Labeled box records:
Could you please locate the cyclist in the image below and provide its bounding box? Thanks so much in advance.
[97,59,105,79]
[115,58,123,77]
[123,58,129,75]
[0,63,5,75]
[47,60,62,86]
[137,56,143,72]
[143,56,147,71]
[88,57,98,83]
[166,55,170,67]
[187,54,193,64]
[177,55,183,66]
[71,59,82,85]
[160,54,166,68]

## EXERCISE OBJECTIVE
Duplicate all of the material above line for line, with no changes.

## WRITTEN SOLUTION
Could you please locate the cyclist in the image below and provide its bounding box? Thanks so much in advance.
[97,59,105,79]
[115,58,123,77]
[123,58,129,75]
[0,63,5,75]
[47,60,62,86]
[137,56,143,72]
[143,56,147,71]
[88,57,98,83]
[166,55,170,67]
[187,54,193,64]
[177,55,183,66]
[71,59,82,85]
[160,54,166,68]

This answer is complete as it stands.